Source passage:
The final song is only a brief snippet of the Woody Guthrie folk song "This Land Is Your Land" with some of the American place names replaced with Irish ones.

==Critical reception==

Fisherman's Blues was included in the book 1001 Albums You Must Hear Before You Die.

Professional ratings
Review scores
| Source | Rating |
| AllMusic | Star Half star |
| Chicago Sun-Times | Star |
| Daily News | Star Half star |
| Mojo | Star |
| NME | 6/10 |
| The Observer | Star |
| The Philadelphia Inquirer | Star |
| Q | Star |
| Rolling Stone | Star |
| Uncut | Star |

==Track listing==
===Fisherman's Blues (1988)===
1. "Fisherman's Blues" (Mike Scott, Steve Wickham) – 4:26
2. "We Will Not Be Lovers" (Scott) – 7:03
3. "Strange Boat" (Scott, Anthony Thistlethwaite) – 3:06
4. "World Party" (Scott, Trevor Hutchinson, Karl Wallinger) – 4:01
5. "Sweet Thing" (Van Morrison) – 7:14
6. "Jimmy Hickey's Waltz" (Scott, Wickham, Thistlethwaite) – 2:06
7. "And a Bang on the Ear" (Scott, Wickham, Thistlethwaite) – 9:14
8. "Has Anybody Here Seen Hank?" (Scott) – 3:19
9. "When Will We Be Married?" (Traditional, adapted: Scott, Thistlethwaite) – 3:01
10. "When Ye Go Away" (Scott) – 3:45
11. "Dunford's Fancy" (Wickham) – 1:04
12. "The Stolen Child" (Words: W.B. Yeats, Music: Scott) – 6:55
13. "This Land Is Your Land" (Woody Guthrie) – 0:56

Jimmy Hickey's Waltz is not present on 1988 Ensign vinyl release. Though it is not listed at the back of the 1988 CD box, it features on the Ensign disc and in the booklet with full credits.

==Personnel==
The cover displays some of the contributors. From left to right, back to front, are: Jake Kennedy (crew), Colin Blakey, Pat McCarthy (recording engineer), Jimmy Hickey (crew), John Dunford (co-producer), Trevor Hutchinson, Fran Breen, Anthony Thistlethwaite, Mike Scott, and Steve Wickham.

- Mike Scott — vocals, guitar, piano, Hammond organ, drums, bouzouki
- Anthony Thistlethwaite — saxophone, mandolin, harmonica, Hammond organ
- Steve Wickham — violin
- Trevor Hutchinson — bass guitar, double bass
- Roddy Lorimer — trumpet
- Kevin Wilkinson — drums
- Peter McKinney — drums
- Dave Ruffy — drums
- Colin Blakey — piano, flute, border horn
- Fran Breen — drums
- Vinnie Kilduff — guitar
- Noel Bridgeman — tambourine, congas
- Jay Dee Daugherty — drums
- Máirtín O'Connor — accordion
- Alec Finn — bouzouki
- Charlie Lennon — violin
- Brendan O'Regan — bouzouki
- Tomás Mac Eoin — vocals
- Paraig Stevens — bells
- Jenny Haan — vocals
- Ruth Nolan — vocals
- Rachel Nolan — vocals
- The Abergavenny Male Voice Choir — vocals

==Charts==

| Chart (1988–1989) | Peak position |
|---|---|
| Australian Albums (ARIA) | 64 |
| New Zealand Albums (RMNZ) | 15 |
| Norwegian Albums (VG-lista) | 7 |
| Swedish Albums (Sverigetopplistan) | 18 |
| UK Albums (Official Charts) | 13 |
| US Billboard 200 | 76 |

==Certifications==

| Region | Certification | Certified units/sales |
| Ireland (IRMA) | Gold | 20,000 |
| United Kingdom (BPI) | Gold | 100,000^{^} |
^{^} Shipments figures based on certification alone.

Task item A:
Copy the passage from the Fisherman's Blues text that begins with the words "The final song" and ends after the words "with Irish ones.".
Task item B:
Answer these questions using the Fisherman's Blues text.
(i) In which book was Fisherman's Blues included?
(ii) What peak position did the album reach on the UK Albums (Official Charts)?
(iii) Who wrote the words to "The Stolen Child"?

Data section:

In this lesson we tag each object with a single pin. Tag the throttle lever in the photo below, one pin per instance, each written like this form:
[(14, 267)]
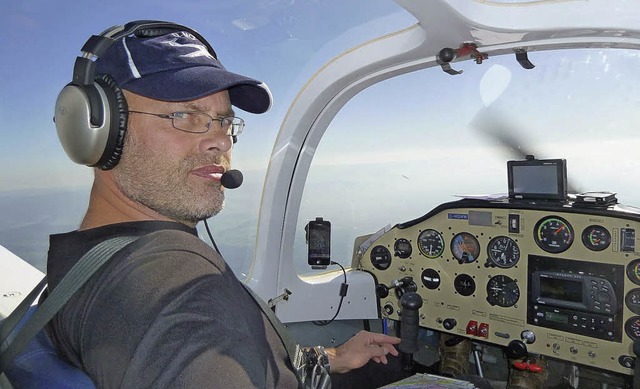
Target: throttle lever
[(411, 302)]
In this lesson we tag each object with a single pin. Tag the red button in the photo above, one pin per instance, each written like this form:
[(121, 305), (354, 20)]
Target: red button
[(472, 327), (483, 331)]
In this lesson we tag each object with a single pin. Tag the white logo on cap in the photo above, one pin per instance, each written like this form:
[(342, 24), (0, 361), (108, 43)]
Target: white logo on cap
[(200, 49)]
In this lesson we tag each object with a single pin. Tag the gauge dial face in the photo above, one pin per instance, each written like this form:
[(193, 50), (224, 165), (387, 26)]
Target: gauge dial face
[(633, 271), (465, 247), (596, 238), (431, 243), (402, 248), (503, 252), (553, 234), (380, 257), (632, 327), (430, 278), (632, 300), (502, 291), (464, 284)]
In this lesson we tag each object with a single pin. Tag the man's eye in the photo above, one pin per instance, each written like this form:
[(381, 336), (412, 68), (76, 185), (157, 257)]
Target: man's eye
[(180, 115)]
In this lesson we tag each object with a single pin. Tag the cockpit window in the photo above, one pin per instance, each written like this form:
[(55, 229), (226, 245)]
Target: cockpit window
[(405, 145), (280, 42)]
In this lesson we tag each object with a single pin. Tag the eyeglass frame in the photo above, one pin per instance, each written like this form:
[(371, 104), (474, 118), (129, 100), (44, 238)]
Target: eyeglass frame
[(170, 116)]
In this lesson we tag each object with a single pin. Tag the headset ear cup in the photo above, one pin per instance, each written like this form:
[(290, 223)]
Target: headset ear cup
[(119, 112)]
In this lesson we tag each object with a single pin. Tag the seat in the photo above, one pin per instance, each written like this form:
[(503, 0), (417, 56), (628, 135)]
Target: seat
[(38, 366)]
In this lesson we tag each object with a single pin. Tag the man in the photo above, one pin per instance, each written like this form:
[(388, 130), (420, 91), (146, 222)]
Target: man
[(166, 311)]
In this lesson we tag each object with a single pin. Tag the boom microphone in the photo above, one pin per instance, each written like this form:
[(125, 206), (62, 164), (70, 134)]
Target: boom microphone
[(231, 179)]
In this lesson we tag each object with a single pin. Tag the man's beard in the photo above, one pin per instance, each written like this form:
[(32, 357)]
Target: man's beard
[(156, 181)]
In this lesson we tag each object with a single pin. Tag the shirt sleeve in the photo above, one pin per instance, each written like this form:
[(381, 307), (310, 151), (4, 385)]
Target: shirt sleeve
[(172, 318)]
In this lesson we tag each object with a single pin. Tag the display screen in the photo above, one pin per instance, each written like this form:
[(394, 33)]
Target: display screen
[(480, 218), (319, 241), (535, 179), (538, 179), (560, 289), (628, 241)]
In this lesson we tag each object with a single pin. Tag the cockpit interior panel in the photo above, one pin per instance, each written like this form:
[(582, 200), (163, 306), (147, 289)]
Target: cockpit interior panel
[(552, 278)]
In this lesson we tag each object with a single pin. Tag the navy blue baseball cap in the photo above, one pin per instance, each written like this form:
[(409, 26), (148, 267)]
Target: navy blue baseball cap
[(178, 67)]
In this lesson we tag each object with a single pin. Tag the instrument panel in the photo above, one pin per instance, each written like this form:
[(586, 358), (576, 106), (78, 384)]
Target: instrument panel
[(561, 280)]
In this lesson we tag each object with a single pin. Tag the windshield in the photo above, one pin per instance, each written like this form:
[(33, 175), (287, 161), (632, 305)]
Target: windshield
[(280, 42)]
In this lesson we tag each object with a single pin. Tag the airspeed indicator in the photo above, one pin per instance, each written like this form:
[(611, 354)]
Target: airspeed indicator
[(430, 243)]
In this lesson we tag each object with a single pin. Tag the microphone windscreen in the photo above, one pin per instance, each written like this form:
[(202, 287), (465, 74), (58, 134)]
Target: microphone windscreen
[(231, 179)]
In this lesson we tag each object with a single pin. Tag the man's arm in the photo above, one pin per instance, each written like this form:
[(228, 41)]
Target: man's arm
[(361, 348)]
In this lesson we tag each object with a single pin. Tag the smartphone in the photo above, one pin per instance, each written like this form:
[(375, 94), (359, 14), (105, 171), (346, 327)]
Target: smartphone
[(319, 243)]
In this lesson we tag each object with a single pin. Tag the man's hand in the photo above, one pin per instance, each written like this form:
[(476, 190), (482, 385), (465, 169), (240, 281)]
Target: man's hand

Reply A:
The final song is only a brief snippet of the Woody Guthrie folk song "This Land Is Your Land" with some of the American place names replaced with Irish ones.

Reply B:
(i) 1001 Albums You Must Hear Before You Die
(ii) 13
(iii) W.B. Yeats